Start of DATASET CONTENT

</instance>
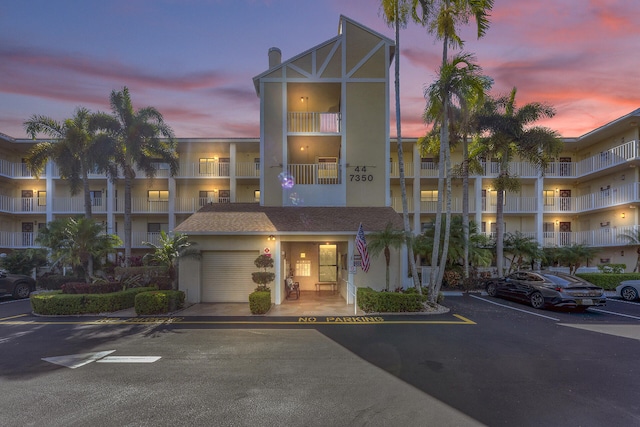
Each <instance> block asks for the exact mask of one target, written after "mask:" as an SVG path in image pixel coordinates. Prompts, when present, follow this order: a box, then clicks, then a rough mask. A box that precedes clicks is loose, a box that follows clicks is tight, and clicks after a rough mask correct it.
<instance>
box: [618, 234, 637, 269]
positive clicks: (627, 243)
mask: <svg viewBox="0 0 640 427" xmlns="http://www.w3.org/2000/svg"><path fill="white" fill-rule="evenodd" d="M620 237H622V238H623V239H624V240H626V241H627V244H629V245H633V246H638V248H637V249H636V253H637V254H638V258H637V259H636V266H635V267H633V272H634V273H635V272H636V271H640V227H637V226H636V227H634V229H633V230H632V231H629V232H627V233H622V234H620Z"/></svg>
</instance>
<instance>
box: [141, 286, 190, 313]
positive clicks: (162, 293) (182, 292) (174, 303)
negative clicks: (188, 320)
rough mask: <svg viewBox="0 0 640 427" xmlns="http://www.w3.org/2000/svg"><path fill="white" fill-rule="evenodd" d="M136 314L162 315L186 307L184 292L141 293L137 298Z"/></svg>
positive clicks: (157, 292)
mask: <svg viewBox="0 0 640 427" xmlns="http://www.w3.org/2000/svg"><path fill="white" fill-rule="evenodd" d="M134 306H135V309H136V314H161V313H169V312H171V311H176V310H179V309H181V308H182V307H184V292H182V291H172V290H162V291H150V292H141V293H139V294H137V295H136V298H135V305H134Z"/></svg>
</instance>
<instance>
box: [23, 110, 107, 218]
mask: <svg viewBox="0 0 640 427" xmlns="http://www.w3.org/2000/svg"><path fill="white" fill-rule="evenodd" d="M92 117H93V115H92V113H91V112H90V111H89V110H88V109H86V108H84V107H78V108H77V109H76V111H75V114H74V116H73V117H72V118H70V119H66V120H65V121H64V122H62V123H59V122H57V121H55V120H53V119H52V118H50V117H46V116H41V115H34V116H32V117H31V118H30V119H29V120H27V121H26V122H24V127H25V130H26V132H27V134H28V135H29V136H31V137H32V138H34V139H35V138H36V136H37V135H38V134H44V135H47V136H50V137H52V138H55V139H56V141H53V142H39V143H37V144H36V145H35V146H33V148H31V150H30V151H29V153H28V154H27V157H26V163H27V167H28V168H29V169H30V170H31V172H32V173H33V174H34V176H35V177H36V178H38V177H39V175H40V174H41V173H42V172H43V171H44V169H45V166H46V165H47V162H48V161H50V160H53V161H54V162H56V164H57V165H58V167H59V169H60V176H61V177H62V178H64V179H67V180H68V181H69V189H70V192H71V195H72V196H73V195H76V194H78V192H79V191H80V188H82V189H83V194H84V212H85V213H84V216H85V217H86V218H91V213H92V212H91V192H90V188H89V178H88V174H89V172H90V171H92V170H93V169H94V168H95V166H96V163H97V162H98V161H99V159H101V158H104V154H105V152H104V150H105V148H106V147H105V146H104V145H101V144H99V143H97V140H96V138H95V133H94V131H93V129H92V128H91V120H92Z"/></svg>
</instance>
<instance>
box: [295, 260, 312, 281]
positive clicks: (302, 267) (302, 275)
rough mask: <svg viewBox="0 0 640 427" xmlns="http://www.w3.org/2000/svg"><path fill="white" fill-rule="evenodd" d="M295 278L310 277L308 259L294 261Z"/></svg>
mask: <svg viewBox="0 0 640 427" xmlns="http://www.w3.org/2000/svg"><path fill="white" fill-rule="evenodd" d="M296 276H304V277H309V276H311V261H309V260H308V259H299V260H297V261H296Z"/></svg>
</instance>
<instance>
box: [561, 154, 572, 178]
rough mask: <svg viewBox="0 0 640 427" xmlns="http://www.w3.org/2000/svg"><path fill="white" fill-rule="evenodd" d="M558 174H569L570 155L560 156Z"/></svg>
mask: <svg viewBox="0 0 640 427" xmlns="http://www.w3.org/2000/svg"><path fill="white" fill-rule="evenodd" d="M559 160H560V176H571V157H560V159H559Z"/></svg>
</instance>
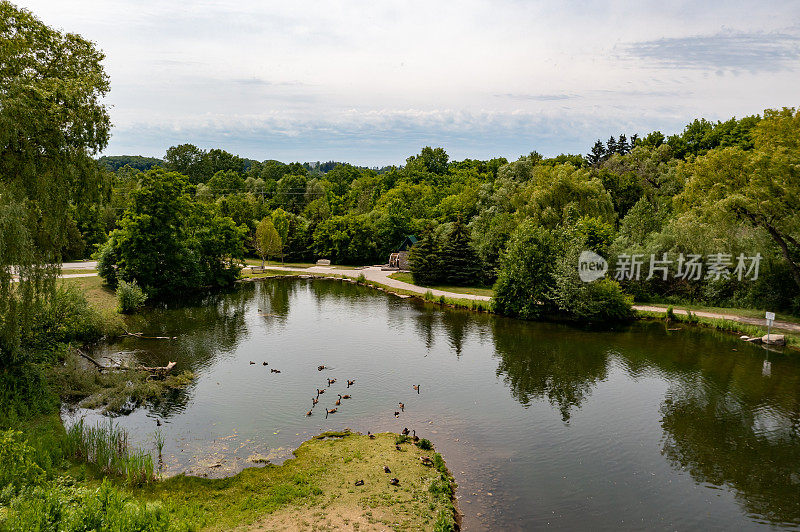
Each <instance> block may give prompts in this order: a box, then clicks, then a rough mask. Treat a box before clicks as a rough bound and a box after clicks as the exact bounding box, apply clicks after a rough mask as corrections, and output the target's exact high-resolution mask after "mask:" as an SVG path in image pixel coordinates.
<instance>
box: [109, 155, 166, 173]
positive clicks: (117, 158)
mask: <svg viewBox="0 0 800 532" xmlns="http://www.w3.org/2000/svg"><path fill="white" fill-rule="evenodd" d="M97 162H99V163H100V164H101V165H102V166H103V167H105V168H106V169H107V170H109V171H111V172H116V171H117V170H119V169H120V168H123V167H125V166H129V167H130V168H135V169H136V170H141V171H142V172H146V171H147V170H150V169H151V168H152V167H154V166H162V165H163V164H164V161H162V160H161V159H156V158H155V157H142V156H141V155H104V156H102V157H100V159H98V161H97Z"/></svg>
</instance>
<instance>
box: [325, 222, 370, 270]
mask: <svg viewBox="0 0 800 532" xmlns="http://www.w3.org/2000/svg"><path fill="white" fill-rule="evenodd" d="M314 253H315V255H316V256H318V257H325V258H328V259H330V260H331V261H332V262H334V263H336V264H370V263H372V262H374V261H375V260H376V259H377V245H376V242H375V240H374V238H373V233H372V226H371V224H370V222H369V219H368V218H367V217H366V216H364V215H353V214H348V215H345V216H333V217H331V218H329V219H328V220H325V221H324V222H322V223H320V224H319V225H317V228H316V229H315V230H314Z"/></svg>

End of DATASET CONTENT

▶ [TASK BRIEF] Every entry above is to be printed again exactly, pictures omitted.

▶ [TASK ANSWER]
</instance>
Each <instance> block asks for the exact mask of one target, written after "mask:" as an SVG path in image pixel coordinates. Prompts, when present, follow this order: a box, then clicks, then a rough mask. A box that precedes clicks is loose, a box that follows clicks is tight, and clicks after a rough mask correct it.
<instance>
box: [618, 234, 637, 269]
positive clicks: (627, 243)
mask: <svg viewBox="0 0 640 427" xmlns="http://www.w3.org/2000/svg"><path fill="white" fill-rule="evenodd" d="M620 237H622V238H623V239H624V240H626V241H627V244H629V245H633V246H638V248H637V249H636V253H637V254H638V258H637V259H636V266H635V267H633V272H634V273H635V272H636V271H640V227H637V226H636V227H634V229H633V230H632V231H629V232H627V233H622V234H620Z"/></svg>
</instance>
<instance>
box: [141, 286, 190, 313]
positive clicks: (162, 293) (182, 292) (174, 303)
negative clicks: (188, 320)
rough mask: <svg viewBox="0 0 640 427" xmlns="http://www.w3.org/2000/svg"><path fill="white" fill-rule="evenodd" d="M136 314L162 315L186 307L184 292L141 293L137 298Z"/></svg>
positive clicks: (157, 292)
mask: <svg viewBox="0 0 640 427" xmlns="http://www.w3.org/2000/svg"><path fill="white" fill-rule="evenodd" d="M134 306H135V309H136V314H161V313H169V312H171V311H176V310H179V309H181V308H182V307H184V292H182V291H172V290H162V291H150V292H141V293H139V294H137V295H136V298H135V305H134Z"/></svg>
</instance>
<instance>
box: [23, 110, 107, 218]
mask: <svg viewBox="0 0 640 427" xmlns="http://www.w3.org/2000/svg"><path fill="white" fill-rule="evenodd" d="M92 117H93V115H92V113H91V112H90V111H89V110H88V109H86V108H84V107H78V108H77V109H76V111H75V114H74V116H73V117H72V118H70V119H66V120H65V121H64V122H62V123H59V122H57V121H55V120H53V119H52V118H50V117H46V116H41V115H34V116H32V117H31V118H30V119H29V120H27V121H26V122H24V127H25V130H26V132H27V134H28V135H29V136H31V137H32V138H34V139H35V138H36V136H37V135H38V134H44V135H47V136H50V137H52V138H55V139H56V141H53V142H39V143H37V144H36V145H35V146H33V148H31V150H30V151H29V153H28V154H27V157H26V163H27V167H28V168H29V169H30V170H31V172H32V173H33V174H34V176H35V177H36V178H38V177H39V175H40V174H41V173H42V172H43V171H44V169H45V166H46V165H47V162H48V161H50V160H53V161H54V162H56V164H57V165H58V167H59V169H60V176H61V177H62V178H64V179H67V180H68V181H69V189H70V192H71V195H72V196H73V195H76V194H78V192H79V191H80V188H82V189H83V194H84V212H85V213H84V216H85V217H86V218H91V213H92V212H91V192H90V188H89V178H88V174H89V172H90V171H92V170H93V169H94V168H95V166H96V163H97V162H98V161H99V159H101V158H104V154H105V152H104V150H105V148H106V147H105V146H104V145H101V144H99V143H97V140H96V138H95V133H94V131H93V129H92V128H91V120H92Z"/></svg>
</instance>
<instance>
box: [295, 260, 312, 281]
positive clicks: (302, 267) (302, 275)
rough mask: <svg viewBox="0 0 640 427" xmlns="http://www.w3.org/2000/svg"><path fill="white" fill-rule="evenodd" d="M295 278L310 277L308 259L294 261Z"/></svg>
mask: <svg viewBox="0 0 640 427" xmlns="http://www.w3.org/2000/svg"><path fill="white" fill-rule="evenodd" d="M296 276H304V277H309V276H311V261H309V260H308V259H299V260H297V261H296Z"/></svg>
</instance>
<instance>
box: [561, 154, 572, 178]
rough mask: <svg viewBox="0 0 640 427" xmlns="http://www.w3.org/2000/svg"><path fill="white" fill-rule="evenodd" d="M558 174H569L570 155L560 156Z"/></svg>
mask: <svg viewBox="0 0 640 427" xmlns="http://www.w3.org/2000/svg"><path fill="white" fill-rule="evenodd" d="M559 160H560V176H571V157H560V159H559Z"/></svg>
</instance>
Each <instance> block may give prompts in this order: a box, then clicks, then a rough mask. Treat a box before clicks as a rough bound and a box after clicks as the exact bounding box, apply clicks after a rough mask as corrections, and output the target's exact high-resolution mask after "mask:" as an SVG path in image pixel coordinates.
<instance>
box: [109, 155, 166, 173]
positive clicks: (117, 158)
mask: <svg viewBox="0 0 800 532" xmlns="http://www.w3.org/2000/svg"><path fill="white" fill-rule="evenodd" d="M97 162H99V163H100V164H101V165H102V166H103V167H105V168H106V169H107V170H109V171H111V172H116V171H117V170H119V169H120V168H123V167H125V166H129V167H130V168H135V169H136V170H141V171H142V172H146V171H147V170H150V169H151V168H152V167H154V166H162V165H163V164H164V161H162V160H161V159H156V158H155V157H142V156H141V155H104V156H102V157H100V159H98V161H97Z"/></svg>
</instance>
<instance>
box: [325, 222, 370, 270]
mask: <svg viewBox="0 0 800 532" xmlns="http://www.w3.org/2000/svg"><path fill="white" fill-rule="evenodd" d="M314 253H315V255H316V256H318V257H325V258H328V259H330V260H331V261H332V262H334V263H336V264H370V263H372V262H374V261H375V260H376V259H377V245H376V242H375V240H374V238H373V233H372V226H371V224H370V222H369V219H368V218H367V217H366V216H364V215H353V214H348V215H345V216H333V217H331V218H329V219H328V220H325V221H324V222H322V223H320V224H319V225H317V228H316V229H315V230H314Z"/></svg>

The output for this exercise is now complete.